• **The records**
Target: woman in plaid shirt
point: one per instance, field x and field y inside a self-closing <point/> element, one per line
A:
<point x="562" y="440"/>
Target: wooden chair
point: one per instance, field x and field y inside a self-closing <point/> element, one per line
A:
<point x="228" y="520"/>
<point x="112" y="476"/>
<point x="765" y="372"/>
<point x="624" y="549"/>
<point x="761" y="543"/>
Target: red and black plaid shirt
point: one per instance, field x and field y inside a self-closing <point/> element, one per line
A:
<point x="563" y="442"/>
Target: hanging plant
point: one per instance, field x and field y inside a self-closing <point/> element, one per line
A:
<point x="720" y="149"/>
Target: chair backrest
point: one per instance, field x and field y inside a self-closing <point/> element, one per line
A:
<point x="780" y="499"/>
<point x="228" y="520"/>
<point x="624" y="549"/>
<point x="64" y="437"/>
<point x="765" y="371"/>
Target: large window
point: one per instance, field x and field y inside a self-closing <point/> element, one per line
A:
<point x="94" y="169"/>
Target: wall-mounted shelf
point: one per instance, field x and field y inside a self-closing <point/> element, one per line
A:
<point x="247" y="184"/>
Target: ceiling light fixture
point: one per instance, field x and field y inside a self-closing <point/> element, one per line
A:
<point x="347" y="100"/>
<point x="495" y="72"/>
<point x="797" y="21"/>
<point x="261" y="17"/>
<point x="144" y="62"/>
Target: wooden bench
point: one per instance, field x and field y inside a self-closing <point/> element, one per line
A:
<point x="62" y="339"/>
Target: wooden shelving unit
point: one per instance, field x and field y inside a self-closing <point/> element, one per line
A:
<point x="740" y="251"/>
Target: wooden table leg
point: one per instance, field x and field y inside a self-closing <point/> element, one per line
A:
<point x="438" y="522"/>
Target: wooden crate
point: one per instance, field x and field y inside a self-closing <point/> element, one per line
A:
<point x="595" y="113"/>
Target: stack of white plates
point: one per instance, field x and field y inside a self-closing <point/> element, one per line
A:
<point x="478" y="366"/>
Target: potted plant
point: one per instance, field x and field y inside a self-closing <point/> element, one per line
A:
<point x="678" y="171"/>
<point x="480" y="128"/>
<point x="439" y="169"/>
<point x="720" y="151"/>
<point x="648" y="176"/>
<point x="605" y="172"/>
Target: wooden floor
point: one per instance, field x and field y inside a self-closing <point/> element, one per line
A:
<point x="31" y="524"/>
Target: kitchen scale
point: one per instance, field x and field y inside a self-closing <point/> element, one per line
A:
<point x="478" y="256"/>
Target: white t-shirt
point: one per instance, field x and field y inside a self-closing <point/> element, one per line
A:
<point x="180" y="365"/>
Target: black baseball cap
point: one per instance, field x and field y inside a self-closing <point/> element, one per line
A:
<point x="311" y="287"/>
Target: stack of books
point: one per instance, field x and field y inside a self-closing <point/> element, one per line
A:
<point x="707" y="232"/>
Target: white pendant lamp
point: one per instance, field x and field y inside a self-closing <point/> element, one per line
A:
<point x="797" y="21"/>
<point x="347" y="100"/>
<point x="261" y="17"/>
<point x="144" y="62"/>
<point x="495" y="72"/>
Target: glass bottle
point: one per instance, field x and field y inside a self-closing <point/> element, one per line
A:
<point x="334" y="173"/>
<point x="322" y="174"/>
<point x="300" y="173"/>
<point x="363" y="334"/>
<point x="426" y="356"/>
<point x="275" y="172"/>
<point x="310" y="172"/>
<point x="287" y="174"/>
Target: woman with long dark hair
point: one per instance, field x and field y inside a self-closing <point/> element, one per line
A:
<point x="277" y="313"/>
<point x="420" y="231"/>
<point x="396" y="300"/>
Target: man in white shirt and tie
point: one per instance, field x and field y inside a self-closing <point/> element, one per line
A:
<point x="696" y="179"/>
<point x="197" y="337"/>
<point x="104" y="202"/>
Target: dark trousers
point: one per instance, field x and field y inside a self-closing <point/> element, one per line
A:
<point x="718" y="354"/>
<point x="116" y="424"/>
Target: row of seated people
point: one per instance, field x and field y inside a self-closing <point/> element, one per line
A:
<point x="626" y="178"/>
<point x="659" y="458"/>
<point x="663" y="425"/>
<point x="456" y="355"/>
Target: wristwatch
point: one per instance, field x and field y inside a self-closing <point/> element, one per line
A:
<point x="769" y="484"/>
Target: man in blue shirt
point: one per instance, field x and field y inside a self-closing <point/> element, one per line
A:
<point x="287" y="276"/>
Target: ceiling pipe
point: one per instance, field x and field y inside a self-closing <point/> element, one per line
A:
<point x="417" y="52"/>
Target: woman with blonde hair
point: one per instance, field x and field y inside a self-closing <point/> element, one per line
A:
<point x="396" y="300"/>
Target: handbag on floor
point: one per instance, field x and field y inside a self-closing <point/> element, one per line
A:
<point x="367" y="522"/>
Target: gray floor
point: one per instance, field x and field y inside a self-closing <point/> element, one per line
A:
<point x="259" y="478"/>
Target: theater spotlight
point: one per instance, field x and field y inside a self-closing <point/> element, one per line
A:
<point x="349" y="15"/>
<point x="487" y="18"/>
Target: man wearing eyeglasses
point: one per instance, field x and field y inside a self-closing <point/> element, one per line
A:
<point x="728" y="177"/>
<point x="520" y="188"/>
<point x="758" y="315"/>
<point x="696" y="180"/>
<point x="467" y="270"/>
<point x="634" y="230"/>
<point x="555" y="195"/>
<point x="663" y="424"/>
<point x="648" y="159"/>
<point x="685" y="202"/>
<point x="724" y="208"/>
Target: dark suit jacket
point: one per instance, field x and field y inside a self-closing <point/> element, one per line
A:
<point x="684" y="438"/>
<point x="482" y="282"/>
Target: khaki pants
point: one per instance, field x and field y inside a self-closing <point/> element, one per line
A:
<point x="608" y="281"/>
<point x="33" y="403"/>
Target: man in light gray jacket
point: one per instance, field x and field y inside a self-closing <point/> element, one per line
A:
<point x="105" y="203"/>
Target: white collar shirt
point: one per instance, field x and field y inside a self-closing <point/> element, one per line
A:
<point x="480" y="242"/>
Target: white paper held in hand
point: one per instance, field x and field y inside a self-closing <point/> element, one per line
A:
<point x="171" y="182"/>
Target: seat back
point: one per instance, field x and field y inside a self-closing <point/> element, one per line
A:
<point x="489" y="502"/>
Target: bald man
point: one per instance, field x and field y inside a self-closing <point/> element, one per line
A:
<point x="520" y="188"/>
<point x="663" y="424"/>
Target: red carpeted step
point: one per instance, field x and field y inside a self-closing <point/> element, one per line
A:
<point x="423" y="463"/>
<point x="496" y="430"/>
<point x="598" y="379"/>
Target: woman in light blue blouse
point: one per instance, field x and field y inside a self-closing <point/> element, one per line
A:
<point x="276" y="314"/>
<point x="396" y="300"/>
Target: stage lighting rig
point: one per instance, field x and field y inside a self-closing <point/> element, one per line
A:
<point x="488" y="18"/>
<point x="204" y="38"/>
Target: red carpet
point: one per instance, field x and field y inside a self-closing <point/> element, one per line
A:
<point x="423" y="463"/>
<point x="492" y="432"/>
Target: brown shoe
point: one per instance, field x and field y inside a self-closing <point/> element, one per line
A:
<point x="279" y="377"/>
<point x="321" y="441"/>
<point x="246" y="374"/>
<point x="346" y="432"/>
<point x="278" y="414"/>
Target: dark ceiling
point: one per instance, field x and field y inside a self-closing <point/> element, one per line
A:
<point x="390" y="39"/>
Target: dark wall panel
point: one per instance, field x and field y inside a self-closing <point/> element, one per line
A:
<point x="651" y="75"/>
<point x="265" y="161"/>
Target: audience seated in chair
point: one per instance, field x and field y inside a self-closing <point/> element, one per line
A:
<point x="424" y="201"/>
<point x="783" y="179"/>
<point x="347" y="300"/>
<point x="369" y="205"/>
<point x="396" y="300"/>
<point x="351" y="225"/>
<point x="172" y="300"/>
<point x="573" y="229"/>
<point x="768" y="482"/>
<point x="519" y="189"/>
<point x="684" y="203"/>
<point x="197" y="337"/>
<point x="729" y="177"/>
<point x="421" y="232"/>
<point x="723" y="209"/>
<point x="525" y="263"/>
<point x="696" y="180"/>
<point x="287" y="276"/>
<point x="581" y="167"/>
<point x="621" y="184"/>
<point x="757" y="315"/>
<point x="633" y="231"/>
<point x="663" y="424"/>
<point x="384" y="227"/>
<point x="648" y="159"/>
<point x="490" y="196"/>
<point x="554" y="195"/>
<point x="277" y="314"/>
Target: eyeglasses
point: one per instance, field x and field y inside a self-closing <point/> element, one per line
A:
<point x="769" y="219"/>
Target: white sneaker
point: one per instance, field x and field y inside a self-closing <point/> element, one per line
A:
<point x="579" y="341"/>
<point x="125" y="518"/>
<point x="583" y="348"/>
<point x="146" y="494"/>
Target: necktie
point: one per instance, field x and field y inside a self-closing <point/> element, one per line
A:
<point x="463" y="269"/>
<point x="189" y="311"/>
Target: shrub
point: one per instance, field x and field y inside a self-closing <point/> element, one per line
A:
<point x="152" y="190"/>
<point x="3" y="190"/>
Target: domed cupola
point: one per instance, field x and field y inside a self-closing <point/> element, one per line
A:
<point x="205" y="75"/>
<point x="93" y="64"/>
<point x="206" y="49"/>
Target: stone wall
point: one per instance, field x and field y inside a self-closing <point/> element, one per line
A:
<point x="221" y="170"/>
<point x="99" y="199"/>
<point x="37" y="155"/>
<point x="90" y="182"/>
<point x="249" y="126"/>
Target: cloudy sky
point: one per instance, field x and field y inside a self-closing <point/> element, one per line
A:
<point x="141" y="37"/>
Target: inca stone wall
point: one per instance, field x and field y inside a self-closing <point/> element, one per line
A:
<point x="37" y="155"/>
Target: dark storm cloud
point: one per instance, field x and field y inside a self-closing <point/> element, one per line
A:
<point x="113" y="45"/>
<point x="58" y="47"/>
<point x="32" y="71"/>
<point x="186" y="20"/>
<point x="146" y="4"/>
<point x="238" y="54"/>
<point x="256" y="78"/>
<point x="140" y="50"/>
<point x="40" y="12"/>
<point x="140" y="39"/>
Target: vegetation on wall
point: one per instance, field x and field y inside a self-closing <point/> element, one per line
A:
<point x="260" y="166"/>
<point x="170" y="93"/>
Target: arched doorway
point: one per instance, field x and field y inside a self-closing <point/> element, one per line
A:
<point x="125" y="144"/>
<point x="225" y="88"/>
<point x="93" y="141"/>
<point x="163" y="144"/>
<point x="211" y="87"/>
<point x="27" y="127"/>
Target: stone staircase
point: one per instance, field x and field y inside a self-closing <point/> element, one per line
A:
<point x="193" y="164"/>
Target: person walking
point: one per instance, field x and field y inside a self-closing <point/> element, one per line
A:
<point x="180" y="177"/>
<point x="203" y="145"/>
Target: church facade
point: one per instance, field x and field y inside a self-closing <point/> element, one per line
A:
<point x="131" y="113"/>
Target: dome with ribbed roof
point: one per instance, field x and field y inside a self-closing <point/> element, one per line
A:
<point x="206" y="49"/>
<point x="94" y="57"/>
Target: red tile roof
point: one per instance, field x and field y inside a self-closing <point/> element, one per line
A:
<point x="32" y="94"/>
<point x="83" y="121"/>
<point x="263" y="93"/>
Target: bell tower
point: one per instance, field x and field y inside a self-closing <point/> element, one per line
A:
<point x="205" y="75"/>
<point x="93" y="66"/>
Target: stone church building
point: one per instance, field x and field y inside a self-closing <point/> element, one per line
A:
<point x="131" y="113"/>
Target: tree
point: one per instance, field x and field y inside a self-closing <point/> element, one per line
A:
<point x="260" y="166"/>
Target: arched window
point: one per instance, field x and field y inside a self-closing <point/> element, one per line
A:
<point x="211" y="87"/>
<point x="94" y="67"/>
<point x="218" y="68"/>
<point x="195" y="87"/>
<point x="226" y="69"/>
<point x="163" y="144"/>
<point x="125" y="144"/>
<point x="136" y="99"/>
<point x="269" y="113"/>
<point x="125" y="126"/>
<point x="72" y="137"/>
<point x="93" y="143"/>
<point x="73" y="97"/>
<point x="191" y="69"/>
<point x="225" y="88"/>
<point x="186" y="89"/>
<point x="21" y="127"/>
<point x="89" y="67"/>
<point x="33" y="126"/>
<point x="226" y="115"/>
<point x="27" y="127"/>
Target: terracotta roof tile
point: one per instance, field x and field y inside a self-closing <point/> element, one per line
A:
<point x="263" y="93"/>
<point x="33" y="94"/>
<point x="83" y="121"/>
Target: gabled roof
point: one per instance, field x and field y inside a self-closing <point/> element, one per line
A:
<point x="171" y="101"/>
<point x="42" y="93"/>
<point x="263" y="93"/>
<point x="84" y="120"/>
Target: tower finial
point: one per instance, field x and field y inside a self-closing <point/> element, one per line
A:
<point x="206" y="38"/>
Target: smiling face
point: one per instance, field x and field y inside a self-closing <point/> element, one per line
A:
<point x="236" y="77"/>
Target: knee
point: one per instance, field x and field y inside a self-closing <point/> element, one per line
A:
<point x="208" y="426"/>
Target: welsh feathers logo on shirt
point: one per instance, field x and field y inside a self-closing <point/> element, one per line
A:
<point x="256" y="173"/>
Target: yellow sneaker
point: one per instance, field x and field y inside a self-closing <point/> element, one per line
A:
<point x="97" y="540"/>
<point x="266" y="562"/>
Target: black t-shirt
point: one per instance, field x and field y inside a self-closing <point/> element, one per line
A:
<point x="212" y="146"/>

• **Your instructions**
Return exactly the lines from the one containing "Target: knee" through the last line of the records above, both included, and nothing else.

• **Solution to this exercise**
Target: knee
point: one per instance, field x and field y inside a self-closing <point/> element, one per line
A:
<point x="208" y="426"/>
Target: welsh feathers logo on shirt
point: one per instance, field x and field y inside a self-closing <point/> element, one per line
A:
<point x="256" y="173"/>
Target: yellow sneaker
point: one per instance, field x and field y inside a self-closing <point/> element, one per line
A:
<point x="97" y="540"/>
<point x="266" y="562"/>
Target: black t-shirt
point: one per instance, field x and field y inside a self-closing <point/> element, one per line
A:
<point x="212" y="146"/>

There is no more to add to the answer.